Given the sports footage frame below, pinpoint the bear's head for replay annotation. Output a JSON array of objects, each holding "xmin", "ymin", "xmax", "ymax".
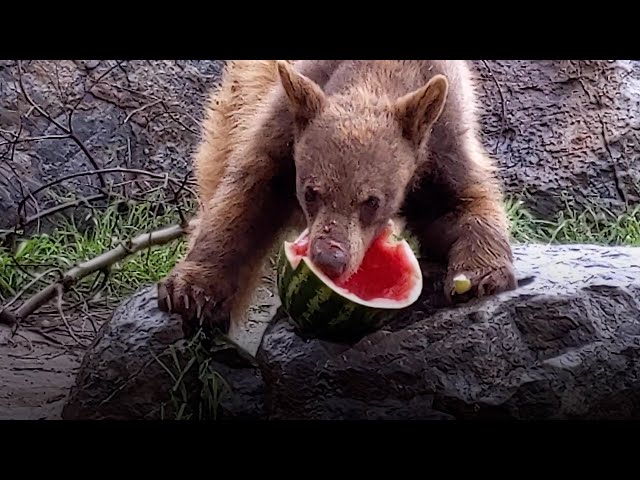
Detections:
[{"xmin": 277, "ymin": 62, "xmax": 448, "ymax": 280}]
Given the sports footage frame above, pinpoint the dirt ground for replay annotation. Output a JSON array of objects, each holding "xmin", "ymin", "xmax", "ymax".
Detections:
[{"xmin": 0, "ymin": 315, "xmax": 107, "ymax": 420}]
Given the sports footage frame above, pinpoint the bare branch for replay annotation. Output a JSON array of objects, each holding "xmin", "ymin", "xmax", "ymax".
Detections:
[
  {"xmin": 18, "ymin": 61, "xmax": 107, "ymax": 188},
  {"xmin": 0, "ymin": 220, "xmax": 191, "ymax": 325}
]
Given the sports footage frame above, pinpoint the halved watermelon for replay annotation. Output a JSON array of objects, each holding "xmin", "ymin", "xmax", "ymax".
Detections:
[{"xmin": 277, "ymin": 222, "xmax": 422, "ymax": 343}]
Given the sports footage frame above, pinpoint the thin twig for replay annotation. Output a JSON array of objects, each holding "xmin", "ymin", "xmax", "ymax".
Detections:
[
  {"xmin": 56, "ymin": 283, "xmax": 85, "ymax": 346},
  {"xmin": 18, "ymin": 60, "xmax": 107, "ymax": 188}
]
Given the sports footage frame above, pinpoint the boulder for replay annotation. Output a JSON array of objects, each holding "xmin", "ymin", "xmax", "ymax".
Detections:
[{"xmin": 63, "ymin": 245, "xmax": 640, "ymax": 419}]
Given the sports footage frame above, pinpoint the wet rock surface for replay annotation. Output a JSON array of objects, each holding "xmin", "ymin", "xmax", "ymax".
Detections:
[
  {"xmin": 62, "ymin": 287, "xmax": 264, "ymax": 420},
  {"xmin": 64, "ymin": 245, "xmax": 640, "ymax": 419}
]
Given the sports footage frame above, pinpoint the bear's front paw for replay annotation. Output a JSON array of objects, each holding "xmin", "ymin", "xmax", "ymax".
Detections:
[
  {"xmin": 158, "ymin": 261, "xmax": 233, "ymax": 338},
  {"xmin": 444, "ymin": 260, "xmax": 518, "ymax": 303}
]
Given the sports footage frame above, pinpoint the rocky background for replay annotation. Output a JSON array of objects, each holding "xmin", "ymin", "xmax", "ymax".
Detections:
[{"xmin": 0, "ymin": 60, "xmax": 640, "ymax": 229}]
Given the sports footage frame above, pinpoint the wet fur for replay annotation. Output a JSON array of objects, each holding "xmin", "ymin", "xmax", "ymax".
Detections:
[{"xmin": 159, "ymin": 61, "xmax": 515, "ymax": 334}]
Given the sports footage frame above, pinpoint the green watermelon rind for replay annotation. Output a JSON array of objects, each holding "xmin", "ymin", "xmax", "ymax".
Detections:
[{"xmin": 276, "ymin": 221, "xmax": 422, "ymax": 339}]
▬▬▬▬▬▬
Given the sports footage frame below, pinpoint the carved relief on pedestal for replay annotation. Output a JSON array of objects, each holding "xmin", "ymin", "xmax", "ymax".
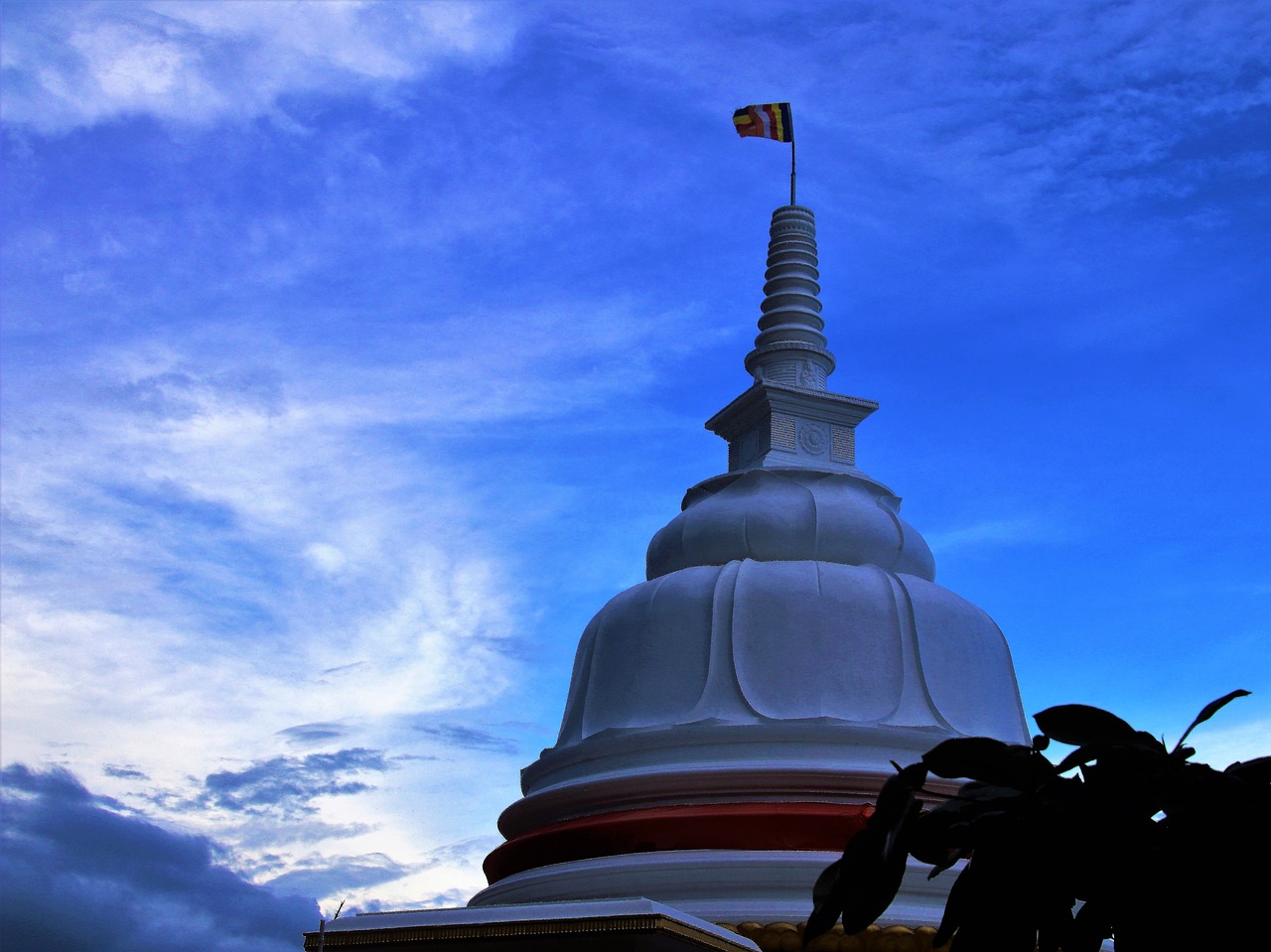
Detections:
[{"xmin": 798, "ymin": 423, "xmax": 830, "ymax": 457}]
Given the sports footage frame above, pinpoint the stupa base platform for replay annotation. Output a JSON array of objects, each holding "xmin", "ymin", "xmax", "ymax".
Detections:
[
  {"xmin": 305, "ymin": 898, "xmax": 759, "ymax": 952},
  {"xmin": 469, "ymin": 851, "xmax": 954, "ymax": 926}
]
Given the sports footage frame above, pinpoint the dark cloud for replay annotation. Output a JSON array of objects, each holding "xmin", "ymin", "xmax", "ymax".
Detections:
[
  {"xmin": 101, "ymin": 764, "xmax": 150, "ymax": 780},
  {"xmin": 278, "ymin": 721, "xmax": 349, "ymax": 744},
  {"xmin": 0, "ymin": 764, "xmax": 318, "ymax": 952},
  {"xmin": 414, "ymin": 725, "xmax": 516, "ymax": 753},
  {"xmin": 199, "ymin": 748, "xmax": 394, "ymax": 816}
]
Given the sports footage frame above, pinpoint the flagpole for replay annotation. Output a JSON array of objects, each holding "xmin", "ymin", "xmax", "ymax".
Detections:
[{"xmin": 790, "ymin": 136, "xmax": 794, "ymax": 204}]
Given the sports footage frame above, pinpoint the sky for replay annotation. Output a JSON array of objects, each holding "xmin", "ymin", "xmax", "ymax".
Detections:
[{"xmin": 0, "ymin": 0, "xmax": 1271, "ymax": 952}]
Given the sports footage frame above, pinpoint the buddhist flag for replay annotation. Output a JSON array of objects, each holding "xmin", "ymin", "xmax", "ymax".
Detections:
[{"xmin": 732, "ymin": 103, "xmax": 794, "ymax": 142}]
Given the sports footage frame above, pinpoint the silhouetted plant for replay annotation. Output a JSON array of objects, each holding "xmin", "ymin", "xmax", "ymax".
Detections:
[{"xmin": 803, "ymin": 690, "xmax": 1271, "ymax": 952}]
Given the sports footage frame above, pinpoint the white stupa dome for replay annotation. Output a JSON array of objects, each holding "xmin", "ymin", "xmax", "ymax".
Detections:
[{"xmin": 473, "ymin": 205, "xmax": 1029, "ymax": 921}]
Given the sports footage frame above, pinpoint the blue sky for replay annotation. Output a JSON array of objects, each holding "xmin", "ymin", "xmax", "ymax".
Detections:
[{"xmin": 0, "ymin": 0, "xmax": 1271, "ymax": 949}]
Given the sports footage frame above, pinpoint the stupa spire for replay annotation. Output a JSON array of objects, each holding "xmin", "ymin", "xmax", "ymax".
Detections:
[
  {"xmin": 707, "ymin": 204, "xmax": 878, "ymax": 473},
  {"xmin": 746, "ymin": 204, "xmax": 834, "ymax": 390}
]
▬▬▬▬▬▬
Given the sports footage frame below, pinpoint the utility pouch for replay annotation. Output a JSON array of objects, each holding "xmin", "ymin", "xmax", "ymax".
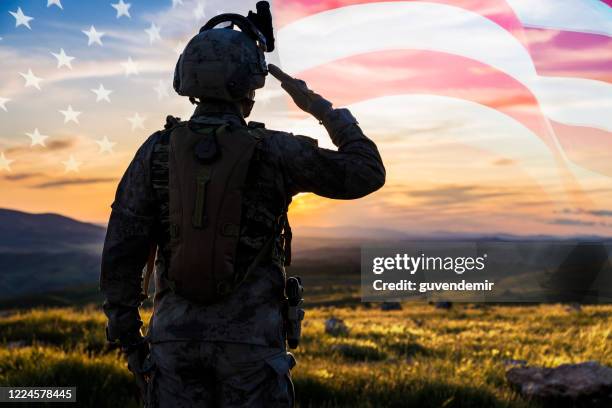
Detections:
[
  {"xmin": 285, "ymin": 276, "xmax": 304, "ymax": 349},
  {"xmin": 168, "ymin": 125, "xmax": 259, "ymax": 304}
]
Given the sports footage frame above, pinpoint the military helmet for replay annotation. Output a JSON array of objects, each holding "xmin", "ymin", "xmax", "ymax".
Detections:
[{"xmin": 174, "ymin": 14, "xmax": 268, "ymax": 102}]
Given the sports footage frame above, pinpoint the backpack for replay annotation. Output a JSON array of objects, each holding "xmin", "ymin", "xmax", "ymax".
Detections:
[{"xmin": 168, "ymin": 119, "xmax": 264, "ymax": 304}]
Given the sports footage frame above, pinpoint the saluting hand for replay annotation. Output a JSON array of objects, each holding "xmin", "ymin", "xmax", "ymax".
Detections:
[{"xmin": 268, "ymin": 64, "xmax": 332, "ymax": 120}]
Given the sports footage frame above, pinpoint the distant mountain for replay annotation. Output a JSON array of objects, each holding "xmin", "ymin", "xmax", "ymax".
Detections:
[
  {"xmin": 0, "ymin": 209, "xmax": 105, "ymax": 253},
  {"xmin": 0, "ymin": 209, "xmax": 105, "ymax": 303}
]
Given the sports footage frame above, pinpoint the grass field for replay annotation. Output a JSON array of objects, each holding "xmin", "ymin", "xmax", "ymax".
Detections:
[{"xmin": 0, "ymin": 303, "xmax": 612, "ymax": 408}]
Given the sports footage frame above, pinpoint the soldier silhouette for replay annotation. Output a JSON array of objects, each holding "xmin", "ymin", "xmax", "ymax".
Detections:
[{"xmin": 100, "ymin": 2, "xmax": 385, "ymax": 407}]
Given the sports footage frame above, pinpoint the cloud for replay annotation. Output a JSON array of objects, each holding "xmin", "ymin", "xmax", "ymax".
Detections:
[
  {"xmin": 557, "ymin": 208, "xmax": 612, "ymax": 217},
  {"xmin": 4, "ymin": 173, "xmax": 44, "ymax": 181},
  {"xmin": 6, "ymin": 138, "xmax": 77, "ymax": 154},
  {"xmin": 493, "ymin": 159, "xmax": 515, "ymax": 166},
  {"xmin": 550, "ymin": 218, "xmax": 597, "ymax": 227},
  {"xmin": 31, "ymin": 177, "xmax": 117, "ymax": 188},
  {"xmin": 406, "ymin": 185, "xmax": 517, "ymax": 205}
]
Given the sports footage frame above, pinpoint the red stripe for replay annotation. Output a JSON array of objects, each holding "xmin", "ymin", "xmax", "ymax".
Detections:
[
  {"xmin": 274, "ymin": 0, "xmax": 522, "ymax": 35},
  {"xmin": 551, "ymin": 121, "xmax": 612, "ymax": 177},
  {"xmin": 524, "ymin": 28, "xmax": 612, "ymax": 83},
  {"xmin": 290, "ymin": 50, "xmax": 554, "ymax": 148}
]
▬▬▬▬▬▬
§ **Aim of the exercise**
Locate every line in the material above that contains the string "below", treating uppercase and lowercase as different, and copy each of those lines.

§ **The response**
Given the sports footage frame below, pinpoint the bear's head for replay annotation. Output a JSON array of objects, each holding "xmin", "ymin", "xmax", "ymax".
Given the sports footage frame below, pinpoint the carved relief on pedestal for replay annotation. Output a JSON array of objects, each holding "xmin", "ymin", "xmax", "ymax".
Given the sports footage frame below, pinpoint the utility pouch for replay annotation. Output a JSON array of objects, each holding "xmin", "ymin", "xmax", "ymax".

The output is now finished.